begin DATA EXCERPTS

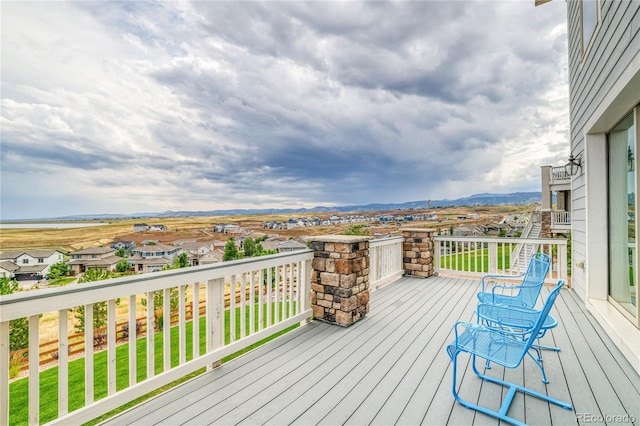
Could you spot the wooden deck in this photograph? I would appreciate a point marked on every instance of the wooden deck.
(391, 368)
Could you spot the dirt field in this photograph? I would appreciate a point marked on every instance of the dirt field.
(200, 228)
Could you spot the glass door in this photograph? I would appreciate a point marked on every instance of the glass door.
(622, 217)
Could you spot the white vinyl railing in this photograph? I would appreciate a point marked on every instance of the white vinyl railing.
(560, 175)
(264, 295)
(385, 257)
(474, 257)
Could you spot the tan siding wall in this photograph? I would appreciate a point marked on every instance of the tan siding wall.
(616, 42)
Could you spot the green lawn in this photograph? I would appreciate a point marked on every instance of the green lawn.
(467, 260)
(19, 389)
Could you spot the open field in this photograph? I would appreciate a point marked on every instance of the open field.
(200, 228)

end DATA EXCERPTS

> **GIVEN INSTRUCTION**
Please transcribe all of the rows above verbatim, leaving the picture out of your answer.

> **TASK SOLUTION**
Could you spot the wooden deck in this photograph? I would appreciate a point marked on every instance of the wooden deck.
(391, 368)
Could you spot the dirt field in this photograph? I would appreciate a point marked on every instance of the dirt field.
(200, 228)
Could you spot the glass door in this photograph? I would appreciate a point marked on every instance of the glass door.
(622, 217)
Could you spot the white vinyl railing in this photograph? I would appreciate a point marked on every instance of the white vinyl railing.
(560, 175)
(264, 295)
(385, 257)
(474, 257)
Could you spot the tan siding wall in this photograph? I would appreciate a point marked on every instance of the tan siding wall.
(616, 42)
Could you spot the green lawn in this photograph? I would appreciate a point marked on every instance of the green lawn.
(467, 260)
(19, 389)
Could you spot the open field in this photograph? I would appreciate a point marked on every instance of the open field.
(200, 228)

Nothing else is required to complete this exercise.